• Wat gevraagd wordt:
Beantwoord met de tekst over het wrakingsverzoek de volgende vragen:
1. Op welke datum heeft de wrakingskamer het verzoek afgewezen?
2. Op welke datum vond de zitting plaats waarin de rechter aangaf dat de eerdere uitspraak niet relevant was?
3. Waarop hadden de huidige zaken betrekking?

• Te lezen tekst:

═══

Uitspraak
RECHTBANK NOORD-HOLLAND
[verzoeker] ,beide wonende te [woonplaats] , verzoekers.
Rechtbank Noord-Holland
Op 23 januari 2024 heeft de wrakingskamer van de Rechtbank Noord-Holland het verzoek tot wraking van mr. G.H. de Soeten afgewezen. Het verzoek was ingediend door [verzoeker] en [verzoekster], die betrokken zijn bij een aantal belastingzaken. De wraking was gebaseerd op de stelling dat de rechter een eerdere uitspraak verkeerd had geïnterpreteerd en dat dit zou leiden tot partijdigheid. Tijdens de zitting op 21 december 2023 had de rechter echter aangegeven dat de eerdere uitspraak niet relevant was voor de huidige zaken, die betrekking hadden op navorderingsaanslagen inkomstenbelasting en premie volksverzekeringen. De wrakingskamer oordeelde dat de rechter niet partijdig was en dat de verzoekers misbruik maakten van het wrakingsrecht. De wrakingskamer legde een wrakingsverbod op aan verzoeker, omdat het verzoek als lichtvaardig en op oneigenlijke gronden werd beschouwd. De beslissing om het verzoek af te wijzen werd openbaar uitgesproken, en er werd bepaald dat een volgend wrakingsverzoek in de hoofdzaken niet in behandeling zou worden genomen.

═══

• Aangeleverde gegevens:
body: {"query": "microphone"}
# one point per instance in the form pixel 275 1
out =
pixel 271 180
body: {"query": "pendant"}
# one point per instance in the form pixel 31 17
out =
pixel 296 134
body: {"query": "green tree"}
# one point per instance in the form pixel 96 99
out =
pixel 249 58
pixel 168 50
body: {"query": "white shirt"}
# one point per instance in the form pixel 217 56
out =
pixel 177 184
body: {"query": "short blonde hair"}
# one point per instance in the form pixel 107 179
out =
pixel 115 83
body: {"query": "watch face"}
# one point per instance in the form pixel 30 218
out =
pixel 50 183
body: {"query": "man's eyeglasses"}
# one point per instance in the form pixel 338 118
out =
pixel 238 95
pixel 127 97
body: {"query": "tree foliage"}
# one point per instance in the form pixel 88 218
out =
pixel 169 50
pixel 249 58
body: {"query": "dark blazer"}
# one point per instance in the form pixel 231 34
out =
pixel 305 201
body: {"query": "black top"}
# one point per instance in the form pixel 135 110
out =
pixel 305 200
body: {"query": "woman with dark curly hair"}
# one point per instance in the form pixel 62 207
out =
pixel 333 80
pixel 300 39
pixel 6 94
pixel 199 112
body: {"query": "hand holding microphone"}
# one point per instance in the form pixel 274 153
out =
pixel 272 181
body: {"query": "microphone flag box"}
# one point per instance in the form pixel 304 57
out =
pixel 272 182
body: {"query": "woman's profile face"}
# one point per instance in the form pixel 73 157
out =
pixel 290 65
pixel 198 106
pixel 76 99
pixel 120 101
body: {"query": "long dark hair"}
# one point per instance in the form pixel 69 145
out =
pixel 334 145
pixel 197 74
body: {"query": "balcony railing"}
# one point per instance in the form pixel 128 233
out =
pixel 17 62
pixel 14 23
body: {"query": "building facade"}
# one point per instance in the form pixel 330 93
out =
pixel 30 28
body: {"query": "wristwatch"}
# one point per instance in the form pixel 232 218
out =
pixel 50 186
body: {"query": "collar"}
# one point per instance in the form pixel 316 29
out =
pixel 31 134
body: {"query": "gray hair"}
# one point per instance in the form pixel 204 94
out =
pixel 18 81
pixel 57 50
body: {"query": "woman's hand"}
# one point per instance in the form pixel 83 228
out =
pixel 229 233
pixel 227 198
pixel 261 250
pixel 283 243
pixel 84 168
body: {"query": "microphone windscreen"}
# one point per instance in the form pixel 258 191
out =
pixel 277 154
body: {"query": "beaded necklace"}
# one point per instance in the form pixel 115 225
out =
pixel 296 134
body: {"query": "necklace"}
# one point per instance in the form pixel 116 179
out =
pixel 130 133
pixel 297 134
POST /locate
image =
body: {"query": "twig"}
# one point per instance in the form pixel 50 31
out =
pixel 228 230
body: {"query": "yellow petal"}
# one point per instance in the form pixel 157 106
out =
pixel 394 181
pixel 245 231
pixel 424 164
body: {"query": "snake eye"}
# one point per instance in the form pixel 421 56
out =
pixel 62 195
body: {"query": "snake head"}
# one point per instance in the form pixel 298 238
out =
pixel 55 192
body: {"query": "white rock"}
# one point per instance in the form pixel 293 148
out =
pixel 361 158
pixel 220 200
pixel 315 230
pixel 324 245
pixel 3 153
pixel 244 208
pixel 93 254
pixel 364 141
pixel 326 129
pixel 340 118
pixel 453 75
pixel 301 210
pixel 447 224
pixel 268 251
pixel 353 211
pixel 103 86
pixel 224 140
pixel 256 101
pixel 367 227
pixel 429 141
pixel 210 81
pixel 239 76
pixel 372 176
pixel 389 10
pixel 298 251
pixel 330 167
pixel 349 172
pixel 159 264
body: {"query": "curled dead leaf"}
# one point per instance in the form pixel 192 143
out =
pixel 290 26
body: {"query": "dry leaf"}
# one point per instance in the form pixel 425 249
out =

═══

• Uitkomst oefening:
1. Op 23 januari 2024.
2. Op 21 december 2023.
3. Op navorderingsaanslagen inkomstenbelasting en premie volksverzekeringen.